* **REQUIRED TASK A**
In the passage on undervalued stocks, give again the part from "Consider stocks with" up to and including "good EPS growth.", swapping "undervalued" for "underpriced".
* **REQUIRED TASK B**
Carry on the article about undervalued growth stocks with buy ratings from the point where it stops.

4 Undervalued Stocks With Good Growth And Buy Ratings


For years, investors have debated whether higher returns are achieved by investing in growth or investing in value. But what if there is a way to get the best of both worlds?
Finding Undervalued Stocks
To find undervalued stocks, the Price/Book (P/B) and Price/Sales (P/S) ratios are better and more consistent indicators.
  • The P/S ratio reflects how many times over investors are paying for a each dollar of company's sales, and complements the Price/Earnings (P/E) ratio well.
  • The Price/Book ratio, on the other hand, is not so consistent if used by itself. A low P/B ratio could either mean that the stock is clearly undervalued, or it could also mean that the company has fundamental problems.
Finding High Growth Stocks
To find high growth stocks, look at EPS trends over a period of time, such as Forward EPS Long-Term Growth (3-5 years) and EPS growth in the past year, as well as the next year. If these EPS trends are better than the overall market, it is less likely that the company is having fundamental problems.
Best of Both Worlds
To find highly undervalued stocks with good growth prospects, mix those two groups of indicators in your stock search, as it could be a mistake to rely on a single group for getting perspective on valuation.
Consider stocks with very low P/B (less than 2) and P/S ratios (less than 1.5), and with higher EPS trends of more than 15%. By using this method, you get the best of both worlds - undervalued stocks that have good EPS growth.
Icing on the cake - Analyst ratings
Apart from these indicators, take serious note of what the analysts are telling you about the company. First Call Recommendations are easily available on most investment brokerages or websites. Apply First Call consensus of Buy or Higher to the list of stocks that we get from applying the Value and Growth indicators.

* **AVAILABLE DATA**
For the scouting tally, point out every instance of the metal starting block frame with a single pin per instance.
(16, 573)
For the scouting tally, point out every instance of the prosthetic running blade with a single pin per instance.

* **WRITTEN REPLY A**
Consider stocks with very low P/B (less than 2) and P/S ratios (less than 1.5), and with higher EPS trends of more than 15%. By using this method, you get the best of both worlds - underpriced stocks that have good EPS growth.

* **WRITTEN REPLY B**
Note: Investors may use other analyst ratings instead of First Call Recommendations, or a combination of multiple ratings to be sure of selecting best prospects.
Results
(1) Ashland Inc (ASH)
Ashland is a diversified global specialty chemical company that operates in segments such as Specialty Ingredients, Water Technologies, Performance Materials, and Consumer Markets.
    • Price: $69.40
    • 52-week range: $41.11 - $70.30
    • Dividend Yield: 1.30%
    • P/B: 1.27
    • P/S: 0.71
    • EPS Growth (Est. this Yr vs. Last Yr): 66.84%
    • EPS Growth (Est. Next Yr vs. This Yr): 21.58%
    • Forward EPS Long Term Growth (3-5 Yrs): 17.15%
    • Risks: Sustained sluggish economy, high input costs.
(2) Lithia Motors Inc. (LAD)
Lithia sells new and used vehicles through it's dealerships in the western part of United States. The company is also involved in arranging finance, warranty and credit insurance contracts, and providing parts and service.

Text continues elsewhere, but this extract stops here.